- _Text_:
John Stansel: Just going back to the Investor Day, you called out a new medical customer win, I believe. Can you just help qualitatively frame how that’s contributing to the 2024 guide and what services are being sold there?
Edward Pesicka: Yeah, that’s one that should start to implement – it’s going to start implementing in March. So next month, we’ll start to implement that business. We haven’t quantified the dollar amount, but it’s a meaningful win. It’ll end up being one of our top 10 customers overall once we put it into the system. And it is a combination of a portion of our customers we did have an expansion. And so, it’s a meaningful win and that’ll begin in March.
John Stansel: If I can just squeeze one quick one in at the end. It’s more of a long term question. I know that, in December, there were some chatter around potential changes to CMS reimbursement for CGMs. Now I know only 20% of your Patient Direct revenue comes from government sources. How are you thinking about potential changes around CGM reimbursement from someone like CMS? As you think about out years, that is meaningful or not really for the Patient Direct business?
Alexander Bruni: It’s Alex Bruni. This is certainly something we continue to watch. We noted the press release in November with the OIG looking into CGM reimbursement. They don’t expect to have findings until 2025. So we’ll continue to watch this space, but we don’t expect any implications at this point for us.
Operator: Your next question comes from the line of Stephanie Davis from Barclays.
Stephanie Davis: While I understand the ramp to the 2028 plan wasn’t meant to be linear, the 2024 EBITDA guidance does imply a pretty healthy step up in the out years. So I was hoping you could help us bridge this and call any maybe one-timers or areas of potential conservatism in order to get you there?
Edward Pesicka: Stephanie, you’re right. It’s not linear. And we wanted to make sure that – when we talked about at Investor Day, we gave a 2028 full-year end-of-year target there. And part of it is the investments that are being made. Again, I use two different examples. Again, one is on the commercial aspect of what we’re going to do in our Patient Direct business. The second aspect is some of the technology we’re using in Patient Direct, both of those are going to have benefits associated with them. And again, they’re going to have benefits after they get implemented. So those are things that have meaningful paybacks 12 months plus out. I think very similar on the Products and Healthcare Services business. You’re absolutely right, if we think about the portfolio expansion, those are things that take time to develop.

- _What needs to be done_: Carry on the earnings call transcript from the point where it stops. The records have nothing to do with this.

- _Entries provided_:

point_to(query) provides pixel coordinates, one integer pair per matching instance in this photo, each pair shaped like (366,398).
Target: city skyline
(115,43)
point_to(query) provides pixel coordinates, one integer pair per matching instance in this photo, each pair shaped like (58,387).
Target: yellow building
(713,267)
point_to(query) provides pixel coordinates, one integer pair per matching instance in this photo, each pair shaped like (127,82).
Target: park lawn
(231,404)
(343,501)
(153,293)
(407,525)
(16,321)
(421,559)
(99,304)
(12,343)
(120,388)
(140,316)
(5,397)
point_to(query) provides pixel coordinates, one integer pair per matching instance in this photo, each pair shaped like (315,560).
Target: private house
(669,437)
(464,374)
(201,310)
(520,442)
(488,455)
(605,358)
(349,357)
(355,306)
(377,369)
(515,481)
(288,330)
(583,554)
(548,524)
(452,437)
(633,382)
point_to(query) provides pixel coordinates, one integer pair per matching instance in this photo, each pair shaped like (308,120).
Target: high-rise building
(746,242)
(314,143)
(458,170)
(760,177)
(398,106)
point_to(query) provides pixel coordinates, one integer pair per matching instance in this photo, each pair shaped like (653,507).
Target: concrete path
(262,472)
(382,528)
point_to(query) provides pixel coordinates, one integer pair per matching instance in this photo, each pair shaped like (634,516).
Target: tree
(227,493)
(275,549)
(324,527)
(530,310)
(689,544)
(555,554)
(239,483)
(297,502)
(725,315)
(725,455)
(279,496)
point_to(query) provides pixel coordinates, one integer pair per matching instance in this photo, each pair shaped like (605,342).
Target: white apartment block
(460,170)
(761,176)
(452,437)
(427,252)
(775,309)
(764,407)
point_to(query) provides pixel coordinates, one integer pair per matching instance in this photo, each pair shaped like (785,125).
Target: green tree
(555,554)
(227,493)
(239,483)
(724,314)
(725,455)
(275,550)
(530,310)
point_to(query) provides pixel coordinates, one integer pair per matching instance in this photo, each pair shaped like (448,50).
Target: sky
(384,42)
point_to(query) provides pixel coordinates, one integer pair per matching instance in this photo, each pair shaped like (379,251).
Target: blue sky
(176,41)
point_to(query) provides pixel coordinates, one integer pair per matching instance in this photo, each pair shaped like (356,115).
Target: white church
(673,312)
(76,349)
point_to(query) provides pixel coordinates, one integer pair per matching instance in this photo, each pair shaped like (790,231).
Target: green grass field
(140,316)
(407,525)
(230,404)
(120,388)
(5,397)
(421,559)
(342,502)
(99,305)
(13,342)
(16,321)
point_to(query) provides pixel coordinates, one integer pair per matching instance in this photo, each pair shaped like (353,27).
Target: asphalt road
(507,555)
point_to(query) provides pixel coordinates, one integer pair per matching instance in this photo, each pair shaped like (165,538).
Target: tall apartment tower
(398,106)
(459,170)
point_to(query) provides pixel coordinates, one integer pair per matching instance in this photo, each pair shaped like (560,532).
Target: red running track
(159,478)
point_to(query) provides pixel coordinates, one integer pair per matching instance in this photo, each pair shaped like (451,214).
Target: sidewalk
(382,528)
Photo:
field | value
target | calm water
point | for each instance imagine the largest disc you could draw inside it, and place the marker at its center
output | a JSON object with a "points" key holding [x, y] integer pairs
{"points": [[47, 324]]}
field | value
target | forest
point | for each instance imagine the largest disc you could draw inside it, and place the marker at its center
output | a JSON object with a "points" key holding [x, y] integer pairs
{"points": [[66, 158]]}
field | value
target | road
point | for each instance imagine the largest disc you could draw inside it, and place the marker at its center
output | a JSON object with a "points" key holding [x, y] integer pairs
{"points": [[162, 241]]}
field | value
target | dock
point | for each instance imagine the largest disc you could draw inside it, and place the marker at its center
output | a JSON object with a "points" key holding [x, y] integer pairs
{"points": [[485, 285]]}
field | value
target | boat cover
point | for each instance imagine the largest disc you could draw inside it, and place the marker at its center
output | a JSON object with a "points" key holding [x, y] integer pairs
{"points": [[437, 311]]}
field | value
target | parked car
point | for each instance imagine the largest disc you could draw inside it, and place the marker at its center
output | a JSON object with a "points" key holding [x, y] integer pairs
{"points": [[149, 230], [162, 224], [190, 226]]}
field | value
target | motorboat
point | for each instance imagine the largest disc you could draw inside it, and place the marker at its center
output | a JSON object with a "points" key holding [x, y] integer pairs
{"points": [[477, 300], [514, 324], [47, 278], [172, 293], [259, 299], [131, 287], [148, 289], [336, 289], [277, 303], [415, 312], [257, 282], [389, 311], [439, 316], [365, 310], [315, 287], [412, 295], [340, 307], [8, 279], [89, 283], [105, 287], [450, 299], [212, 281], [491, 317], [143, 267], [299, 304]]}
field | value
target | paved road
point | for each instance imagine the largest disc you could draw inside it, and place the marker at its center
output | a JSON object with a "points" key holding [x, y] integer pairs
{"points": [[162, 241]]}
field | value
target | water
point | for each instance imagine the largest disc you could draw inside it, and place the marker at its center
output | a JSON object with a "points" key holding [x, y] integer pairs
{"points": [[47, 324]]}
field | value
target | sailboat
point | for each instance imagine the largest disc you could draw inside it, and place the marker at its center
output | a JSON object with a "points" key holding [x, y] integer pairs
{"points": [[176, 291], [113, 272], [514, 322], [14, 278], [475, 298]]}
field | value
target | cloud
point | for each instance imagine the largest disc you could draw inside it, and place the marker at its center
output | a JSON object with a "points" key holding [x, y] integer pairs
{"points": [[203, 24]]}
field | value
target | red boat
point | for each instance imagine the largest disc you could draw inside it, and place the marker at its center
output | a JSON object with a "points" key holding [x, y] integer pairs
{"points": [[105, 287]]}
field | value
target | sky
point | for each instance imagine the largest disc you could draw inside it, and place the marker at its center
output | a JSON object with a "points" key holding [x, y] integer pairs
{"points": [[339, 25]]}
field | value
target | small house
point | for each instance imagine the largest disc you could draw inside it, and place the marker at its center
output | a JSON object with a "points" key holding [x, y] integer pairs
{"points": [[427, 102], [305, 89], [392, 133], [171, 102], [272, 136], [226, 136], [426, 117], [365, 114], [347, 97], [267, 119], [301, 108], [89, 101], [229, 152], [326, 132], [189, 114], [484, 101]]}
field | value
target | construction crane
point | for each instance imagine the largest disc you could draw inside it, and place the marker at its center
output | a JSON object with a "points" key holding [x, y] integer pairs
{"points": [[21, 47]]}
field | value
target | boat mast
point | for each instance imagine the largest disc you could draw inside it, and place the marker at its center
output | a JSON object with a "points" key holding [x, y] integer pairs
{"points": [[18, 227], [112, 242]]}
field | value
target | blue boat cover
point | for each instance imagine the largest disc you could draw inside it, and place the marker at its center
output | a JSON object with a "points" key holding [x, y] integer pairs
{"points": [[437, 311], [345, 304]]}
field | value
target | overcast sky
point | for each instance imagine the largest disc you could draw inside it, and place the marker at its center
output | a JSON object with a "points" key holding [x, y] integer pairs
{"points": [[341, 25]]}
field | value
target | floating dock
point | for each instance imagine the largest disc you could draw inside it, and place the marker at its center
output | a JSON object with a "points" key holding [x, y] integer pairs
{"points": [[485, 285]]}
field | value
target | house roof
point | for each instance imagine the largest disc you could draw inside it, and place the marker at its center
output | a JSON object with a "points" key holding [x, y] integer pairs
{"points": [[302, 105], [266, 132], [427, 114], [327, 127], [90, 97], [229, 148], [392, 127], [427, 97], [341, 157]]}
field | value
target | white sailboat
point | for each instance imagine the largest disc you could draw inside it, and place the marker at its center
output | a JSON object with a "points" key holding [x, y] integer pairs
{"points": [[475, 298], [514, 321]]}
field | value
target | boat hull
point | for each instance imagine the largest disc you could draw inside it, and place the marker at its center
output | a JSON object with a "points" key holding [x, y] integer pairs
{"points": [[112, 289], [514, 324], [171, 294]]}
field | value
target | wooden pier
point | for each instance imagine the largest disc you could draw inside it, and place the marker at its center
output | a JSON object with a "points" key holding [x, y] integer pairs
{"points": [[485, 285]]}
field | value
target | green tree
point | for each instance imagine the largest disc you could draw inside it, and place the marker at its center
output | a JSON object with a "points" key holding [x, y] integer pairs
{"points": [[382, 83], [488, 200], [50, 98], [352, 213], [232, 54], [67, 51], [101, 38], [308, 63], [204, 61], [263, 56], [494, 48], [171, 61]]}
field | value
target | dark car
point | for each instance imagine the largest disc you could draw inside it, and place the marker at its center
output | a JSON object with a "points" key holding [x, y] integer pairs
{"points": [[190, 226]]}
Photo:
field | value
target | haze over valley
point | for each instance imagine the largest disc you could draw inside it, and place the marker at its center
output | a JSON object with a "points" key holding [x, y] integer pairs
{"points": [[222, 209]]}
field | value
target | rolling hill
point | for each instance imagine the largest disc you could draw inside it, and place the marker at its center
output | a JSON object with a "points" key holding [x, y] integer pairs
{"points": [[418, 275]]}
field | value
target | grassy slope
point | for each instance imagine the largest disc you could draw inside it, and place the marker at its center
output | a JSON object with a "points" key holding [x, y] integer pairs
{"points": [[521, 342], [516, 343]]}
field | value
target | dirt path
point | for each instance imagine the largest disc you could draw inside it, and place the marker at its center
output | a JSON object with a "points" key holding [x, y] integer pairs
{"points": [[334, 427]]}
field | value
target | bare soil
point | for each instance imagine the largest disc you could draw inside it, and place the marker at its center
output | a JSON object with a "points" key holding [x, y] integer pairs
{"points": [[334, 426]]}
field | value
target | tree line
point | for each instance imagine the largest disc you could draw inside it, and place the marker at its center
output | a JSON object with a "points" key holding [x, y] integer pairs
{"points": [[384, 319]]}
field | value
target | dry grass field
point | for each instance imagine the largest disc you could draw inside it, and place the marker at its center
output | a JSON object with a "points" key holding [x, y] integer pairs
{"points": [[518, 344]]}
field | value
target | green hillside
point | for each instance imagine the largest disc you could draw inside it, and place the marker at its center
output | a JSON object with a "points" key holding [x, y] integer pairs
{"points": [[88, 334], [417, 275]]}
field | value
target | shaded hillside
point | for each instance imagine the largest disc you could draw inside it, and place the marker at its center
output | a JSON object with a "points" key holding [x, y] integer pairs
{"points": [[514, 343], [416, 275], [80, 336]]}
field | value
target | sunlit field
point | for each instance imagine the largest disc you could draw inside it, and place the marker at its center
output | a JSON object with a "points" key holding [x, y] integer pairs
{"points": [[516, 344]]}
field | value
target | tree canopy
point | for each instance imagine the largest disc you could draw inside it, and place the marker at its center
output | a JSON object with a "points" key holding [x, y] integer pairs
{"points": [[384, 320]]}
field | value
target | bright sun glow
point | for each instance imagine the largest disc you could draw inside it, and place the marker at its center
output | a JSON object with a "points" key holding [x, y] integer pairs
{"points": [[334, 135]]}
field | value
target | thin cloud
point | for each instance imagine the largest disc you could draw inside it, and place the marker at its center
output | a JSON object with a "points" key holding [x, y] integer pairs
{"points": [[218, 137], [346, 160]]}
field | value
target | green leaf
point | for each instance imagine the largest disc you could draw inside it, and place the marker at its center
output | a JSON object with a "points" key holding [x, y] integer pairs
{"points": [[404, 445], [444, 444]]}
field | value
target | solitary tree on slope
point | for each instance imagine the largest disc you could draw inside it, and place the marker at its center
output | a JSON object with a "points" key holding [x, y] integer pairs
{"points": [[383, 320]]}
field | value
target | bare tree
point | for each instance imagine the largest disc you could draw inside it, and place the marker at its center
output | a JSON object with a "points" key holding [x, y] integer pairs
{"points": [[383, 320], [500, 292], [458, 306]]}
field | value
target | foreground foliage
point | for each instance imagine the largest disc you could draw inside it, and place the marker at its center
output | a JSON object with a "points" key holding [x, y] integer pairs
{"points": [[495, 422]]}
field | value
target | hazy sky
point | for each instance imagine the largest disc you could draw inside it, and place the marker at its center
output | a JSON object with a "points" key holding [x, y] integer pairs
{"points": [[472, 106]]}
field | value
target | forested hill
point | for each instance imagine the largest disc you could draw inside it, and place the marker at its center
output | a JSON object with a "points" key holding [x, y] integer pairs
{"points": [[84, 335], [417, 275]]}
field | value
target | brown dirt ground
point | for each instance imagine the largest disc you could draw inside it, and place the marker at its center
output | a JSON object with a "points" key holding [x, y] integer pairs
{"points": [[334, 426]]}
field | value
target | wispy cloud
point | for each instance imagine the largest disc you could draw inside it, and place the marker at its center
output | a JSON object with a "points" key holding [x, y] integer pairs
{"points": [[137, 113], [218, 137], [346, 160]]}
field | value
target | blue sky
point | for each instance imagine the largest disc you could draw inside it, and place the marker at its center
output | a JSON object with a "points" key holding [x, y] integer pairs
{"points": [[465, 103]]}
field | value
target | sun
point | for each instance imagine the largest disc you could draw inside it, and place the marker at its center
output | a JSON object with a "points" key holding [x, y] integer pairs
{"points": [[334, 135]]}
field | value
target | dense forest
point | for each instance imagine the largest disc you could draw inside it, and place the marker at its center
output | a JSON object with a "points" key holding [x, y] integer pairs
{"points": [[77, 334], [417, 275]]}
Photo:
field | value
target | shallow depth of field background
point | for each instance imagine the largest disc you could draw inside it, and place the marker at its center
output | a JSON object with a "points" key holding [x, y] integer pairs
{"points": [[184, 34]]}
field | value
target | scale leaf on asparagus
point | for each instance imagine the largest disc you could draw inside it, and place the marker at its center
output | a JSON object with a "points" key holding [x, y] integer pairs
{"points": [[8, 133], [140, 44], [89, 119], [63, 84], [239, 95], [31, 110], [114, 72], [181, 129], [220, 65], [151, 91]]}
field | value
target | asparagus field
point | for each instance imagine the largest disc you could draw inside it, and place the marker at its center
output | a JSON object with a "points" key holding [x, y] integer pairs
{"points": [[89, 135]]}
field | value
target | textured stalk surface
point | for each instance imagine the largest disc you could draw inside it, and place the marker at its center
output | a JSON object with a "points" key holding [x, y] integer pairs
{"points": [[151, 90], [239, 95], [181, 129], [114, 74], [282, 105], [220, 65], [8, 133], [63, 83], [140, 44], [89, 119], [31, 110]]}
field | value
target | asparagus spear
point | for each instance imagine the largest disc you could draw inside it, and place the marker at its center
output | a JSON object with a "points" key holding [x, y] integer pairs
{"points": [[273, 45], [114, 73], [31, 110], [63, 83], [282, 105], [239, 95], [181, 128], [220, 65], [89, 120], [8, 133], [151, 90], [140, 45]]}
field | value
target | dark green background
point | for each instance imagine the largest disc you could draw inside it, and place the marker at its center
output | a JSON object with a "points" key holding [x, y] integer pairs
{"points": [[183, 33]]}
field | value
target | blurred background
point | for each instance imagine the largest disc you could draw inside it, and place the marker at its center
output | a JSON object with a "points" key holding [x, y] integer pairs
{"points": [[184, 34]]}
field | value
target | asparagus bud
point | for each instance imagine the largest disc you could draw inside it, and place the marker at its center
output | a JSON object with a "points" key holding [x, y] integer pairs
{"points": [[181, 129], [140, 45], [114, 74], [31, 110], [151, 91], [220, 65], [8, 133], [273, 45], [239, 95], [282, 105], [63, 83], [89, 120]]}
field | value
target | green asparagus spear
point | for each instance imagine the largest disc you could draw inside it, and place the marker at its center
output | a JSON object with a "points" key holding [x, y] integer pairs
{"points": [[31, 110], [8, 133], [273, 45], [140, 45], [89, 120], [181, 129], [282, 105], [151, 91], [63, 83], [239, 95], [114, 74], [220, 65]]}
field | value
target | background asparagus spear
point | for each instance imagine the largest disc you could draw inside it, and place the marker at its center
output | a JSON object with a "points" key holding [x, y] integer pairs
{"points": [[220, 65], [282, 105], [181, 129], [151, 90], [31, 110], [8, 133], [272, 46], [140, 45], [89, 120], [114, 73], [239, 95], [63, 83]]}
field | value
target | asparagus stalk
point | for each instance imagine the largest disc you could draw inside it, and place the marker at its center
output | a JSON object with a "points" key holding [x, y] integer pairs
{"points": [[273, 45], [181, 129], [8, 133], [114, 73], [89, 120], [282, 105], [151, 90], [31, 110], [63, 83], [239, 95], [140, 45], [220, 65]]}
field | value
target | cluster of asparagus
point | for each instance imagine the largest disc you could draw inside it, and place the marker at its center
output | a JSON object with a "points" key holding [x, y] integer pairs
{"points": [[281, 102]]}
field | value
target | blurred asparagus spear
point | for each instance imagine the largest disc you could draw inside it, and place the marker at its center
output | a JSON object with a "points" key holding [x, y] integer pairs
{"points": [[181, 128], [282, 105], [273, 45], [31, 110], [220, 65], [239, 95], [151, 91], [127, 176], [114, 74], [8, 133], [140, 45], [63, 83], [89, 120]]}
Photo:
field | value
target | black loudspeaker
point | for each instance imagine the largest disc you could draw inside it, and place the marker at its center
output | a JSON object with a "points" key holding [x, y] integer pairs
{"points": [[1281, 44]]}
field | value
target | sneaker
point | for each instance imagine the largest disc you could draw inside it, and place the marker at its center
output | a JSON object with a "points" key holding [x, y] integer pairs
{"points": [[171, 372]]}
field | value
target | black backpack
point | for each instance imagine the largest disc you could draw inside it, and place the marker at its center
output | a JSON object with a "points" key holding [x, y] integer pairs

- _Expected answer_:
It’s something that I was reminded been trying to do for years, but you have to make sure you have the investments upfront, and part of what we’re leveraging is the operating model realignment savings we have. We’re redeploying that back into longer term investments, like the product aspect. The other aspect is network rationalization and optimization. That’s something that doesn’t happen overnight. It’s something that we’re aggressively looking at right now. But we know that’s going to take time to execute on and then that will provide material benefits as we get into the future. So, that’s why when we looked at our internal strategic plan for the five year period of time, in 2024, if you look at our range, it provides, we think, pretty good reasonable returns, but also it’s enabling us to make significant investments to provide those higher, longer term returns.
Stephanie Davis: If I had a bridge from here to here, your long term guidance, is the right way to think of this as 2024 is more of an investment year and then we’ll start to see a step up in 2025 or is it being more of a gradual bridge as some of these things come through?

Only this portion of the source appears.